TASK TO CARRY OUT:
In the copy, keep every record exact and leave out all images.
-------- ENTRIES --------
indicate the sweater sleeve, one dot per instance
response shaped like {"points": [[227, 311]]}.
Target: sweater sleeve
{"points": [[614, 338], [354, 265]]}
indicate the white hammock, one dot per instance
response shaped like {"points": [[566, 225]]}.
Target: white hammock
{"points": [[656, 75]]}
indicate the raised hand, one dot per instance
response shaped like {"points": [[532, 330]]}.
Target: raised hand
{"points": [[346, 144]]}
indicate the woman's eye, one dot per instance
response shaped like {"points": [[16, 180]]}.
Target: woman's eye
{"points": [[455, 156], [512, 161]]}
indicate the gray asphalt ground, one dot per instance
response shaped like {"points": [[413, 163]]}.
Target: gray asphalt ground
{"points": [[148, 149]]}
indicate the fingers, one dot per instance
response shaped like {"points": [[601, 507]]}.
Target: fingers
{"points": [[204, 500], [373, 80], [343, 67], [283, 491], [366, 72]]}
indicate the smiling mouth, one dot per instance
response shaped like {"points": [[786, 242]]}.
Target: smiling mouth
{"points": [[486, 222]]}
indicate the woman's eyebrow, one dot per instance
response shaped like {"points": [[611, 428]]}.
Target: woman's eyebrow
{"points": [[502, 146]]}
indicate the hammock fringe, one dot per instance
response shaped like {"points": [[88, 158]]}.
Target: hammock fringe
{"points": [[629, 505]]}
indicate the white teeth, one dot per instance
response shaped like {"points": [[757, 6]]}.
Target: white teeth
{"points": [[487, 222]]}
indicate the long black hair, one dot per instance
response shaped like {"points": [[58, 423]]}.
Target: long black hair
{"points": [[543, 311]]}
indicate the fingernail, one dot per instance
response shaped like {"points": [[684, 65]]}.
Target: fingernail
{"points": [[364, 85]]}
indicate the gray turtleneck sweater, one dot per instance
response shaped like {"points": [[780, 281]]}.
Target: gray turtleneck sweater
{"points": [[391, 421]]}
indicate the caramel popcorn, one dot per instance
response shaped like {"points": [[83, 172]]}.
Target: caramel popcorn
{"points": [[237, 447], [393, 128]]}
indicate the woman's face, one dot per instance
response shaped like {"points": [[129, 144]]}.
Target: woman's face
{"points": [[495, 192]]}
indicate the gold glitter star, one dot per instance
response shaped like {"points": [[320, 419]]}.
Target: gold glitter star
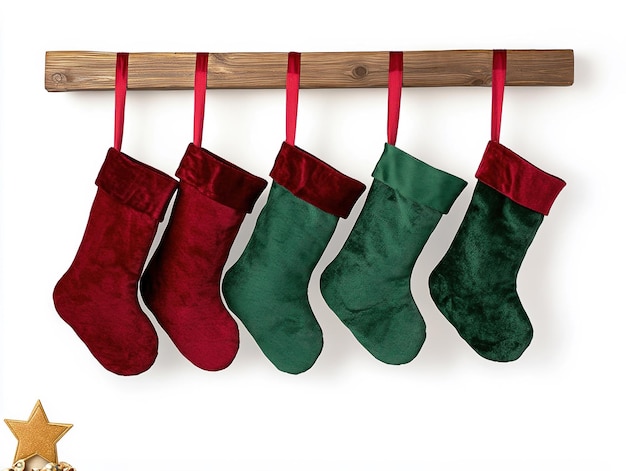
{"points": [[37, 436]]}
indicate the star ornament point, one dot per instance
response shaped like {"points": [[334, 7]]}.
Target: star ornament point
{"points": [[37, 436]]}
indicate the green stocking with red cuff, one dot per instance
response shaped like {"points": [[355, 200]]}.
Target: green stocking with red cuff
{"points": [[267, 288], [475, 284]]}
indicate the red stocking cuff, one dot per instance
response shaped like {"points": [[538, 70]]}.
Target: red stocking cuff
{"points": [[219, 179], [136, 184], [315, 182], [516, 178]]}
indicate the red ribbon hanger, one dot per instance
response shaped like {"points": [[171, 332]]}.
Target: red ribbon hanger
{"points": [[498, 80], [121, 84], [396, 66], [293, 86]]}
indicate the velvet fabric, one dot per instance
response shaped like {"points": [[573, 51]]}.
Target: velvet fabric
{"points": [[368, 284], [475, 284], [97, 296], [267, 288], [181, 284]]}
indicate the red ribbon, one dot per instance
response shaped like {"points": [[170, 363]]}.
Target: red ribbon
{"points": [[293, 87], [121, 84], [202, 61], [396, 65]]}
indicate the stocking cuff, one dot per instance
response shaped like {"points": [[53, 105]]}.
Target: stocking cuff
{"points": [[315, 182], [219, 179], [136, 184], [417, 180], [517, 179]]}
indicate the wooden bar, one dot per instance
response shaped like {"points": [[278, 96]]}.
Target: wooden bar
{"points": [[88, 70]]}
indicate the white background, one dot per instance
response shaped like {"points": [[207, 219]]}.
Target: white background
{"points": [[560, 406]]}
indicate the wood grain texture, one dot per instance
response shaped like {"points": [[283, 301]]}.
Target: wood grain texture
{"points": [[89, 70]]}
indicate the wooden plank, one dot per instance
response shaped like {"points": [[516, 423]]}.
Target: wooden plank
{"points": [[88, 70]]}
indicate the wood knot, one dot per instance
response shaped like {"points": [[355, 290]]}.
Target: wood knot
{"points": [[359, 72], [59, 78]]}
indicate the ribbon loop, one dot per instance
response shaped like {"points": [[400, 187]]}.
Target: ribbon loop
{"points": [[121, 84], [199, 87], [292, 86], [396, 66], [498, 80]]}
--------
CORRECT RESPONSE:
indicate the sweater sleeve, one dot per instance
response shaped like {"points": [[227, 311]]}.
Target: sweater sleeve
{"points": [[614, 338], [354, 265]]}
indicate the white hammock, one dot per instance
response shaped like {"points": [[566, 225]]}.
Target: white hammock
{"points": [[656, 75]]}
indicate the raised hand, one dot per instance
response shaped like {"points": [[532, 330]]}.
Target: raised hand
{"points": [[346, 144]]}
indicate the woman's eye, one dot per instance
response shaped like {"points": [[16, 180]]}.
Target: woman's eye
{"points": [[455, 156], [512, 161]]}
indicate the gray asphalt ground, one dot per instance
response shaped like {"points": [[413, 163]]}.
Target: gray asphalt ground
{"points": [[148, 149]]}
indicate the fingers, one dot per instance
response shaped like {"points": [[601, 507]]}.
Target: fingers
{"points": [[204, 500], [373, 80], [343, 67], [283, 491], [366, 72]]}
indicate the smiling mouth, one dot per instance
response shaped like {"points": [[786, 242]]}.
Target: smiling mouth
{"points": [[486, 222]]}
indicate the woman's eyebrow, one dot per instance
response shaped like {"points": [[611, 428]]}.
Target: woman's eyebrow
{"points": [[502, 146]]}
indicate the hammock fringe, one dot per instance
response shaped like {"points": [[88, 158]]}.
Target: hammock fringe
{"points": [[629, 505]]}
indicate the white teeth, one dot per instance
response shaped like {"points": [[757, 6]]}.
Target: white teeth
{"points": [[487, 222]]}
indicate the long black hair, one dot per instance
response shaped like {"points": [[58, 423]]}.
Target: long black hair
{"points": [[543, 311]]}
indicate the fingernail, one dot per instance
response shaped like {"points": [[684, 65]]}.
Target: fingernail
{"points": [[364, 85]]}
indicate the gray turtleneck sweater, one dot per instance
response shaped like {"points": [[780, 281]]}.
Target: gray turtleneck sweater
{"points": [[391, 421]]}
indicate the caramel popcorn, one dot per instance
response shaped like {"points": [[83, 172]]}.
Target: caramel popcorn
{"points": [[237, 447], [393, 128]]}
indicate the woman's face, one dot per instance
response shaped like {"points": [[129, 144]]}.
Target: woman's face
{"points": [[495, 192]]}
indicate the gold glitter star, one dot per instance
response shaped like {"points": [[320, 419]]}.
Target: gold glitter star
{"points": [[37, 436]]}
indicate the star ornament point, one dot per instance
response shaped like {"points": [[334, 7]]}.
Target: star ornament point
{"points": [[37, 436]]}
indicate the green stocking with red cuff, one dot per instance
response shaped like {"points": [[355, 200]]}.
Target: green stocking with red cuff
{"points": [[267, 288], [475, 284]]}
indicate the red stocking cuff, one dot per instance
response shaped like {"points": [[538, 70]]}.
Target: red stocking cuff
{"points": [[219, 179], [136, 184], [315, 182], [516, 178]]}
indicate the red ribbon hanger, one dot per instance
response shaped like {"points": [[171, 332]]}.
Target: red ribbon hanger
{"points": [[498, 80], [121, 84], [396, 66], [293, 86]]}
indicate the velvet fabric, one dot per instance
response shaped like {"points": [[573, 51]]}.
Target: velvet fabric
{"points": [[368, 284], [475, 284], [97, 296], [267, 288], [181, 284]]}
indicate the red ribbon, one dot per instance
response shaped like {"points": [[170, 363]]}.
Target: red ribbon
{"points": [[293, 87], [121, 84], [202, 61], [396, 65]]}
indicate the stocking cuff, one dot per instance
response shaped like {"points": [[53, 105]]}.
Target: stocking cuff
{"points": [[315, 182], [219, 179], [136, 184], [417, 180], [517, 179]]}
indicate the wooden bar, one dot per instance
response shaped like {"points": [[278, 96]]}.
Target: wooden bar
{"points": [[88, 70]]}
indicate the white background, one dot per instance
response shaped like {"points": [[207, 219]]}.
Target: white background
{"points": [[560, 406]]}
indicate the wood grain texture, one dot per instance
response shaped like {"points": [[283, 301]]}.
Target: wood grain texture
{"points": [[89, 70]]}
indicate the wooden plank, one dot per instance
response shaped like {"points": [[516, 423]]}.
Target: wooden plank
{"points": [[88, 70]]}
indicate the wood knot, one dot per instance
response shaped like {"points": [[355, 290]]}.
Target: wood knot
{"points": [[359, 72], [59, 78]]}
indicate the ribbon loop, one dot per instance
response shaped like {"points": [[400, 187]]}.
Target: ribbon loop
{"points": [[121, 84], [199, 87], [292, 86], [396, 66], [498, 80]]}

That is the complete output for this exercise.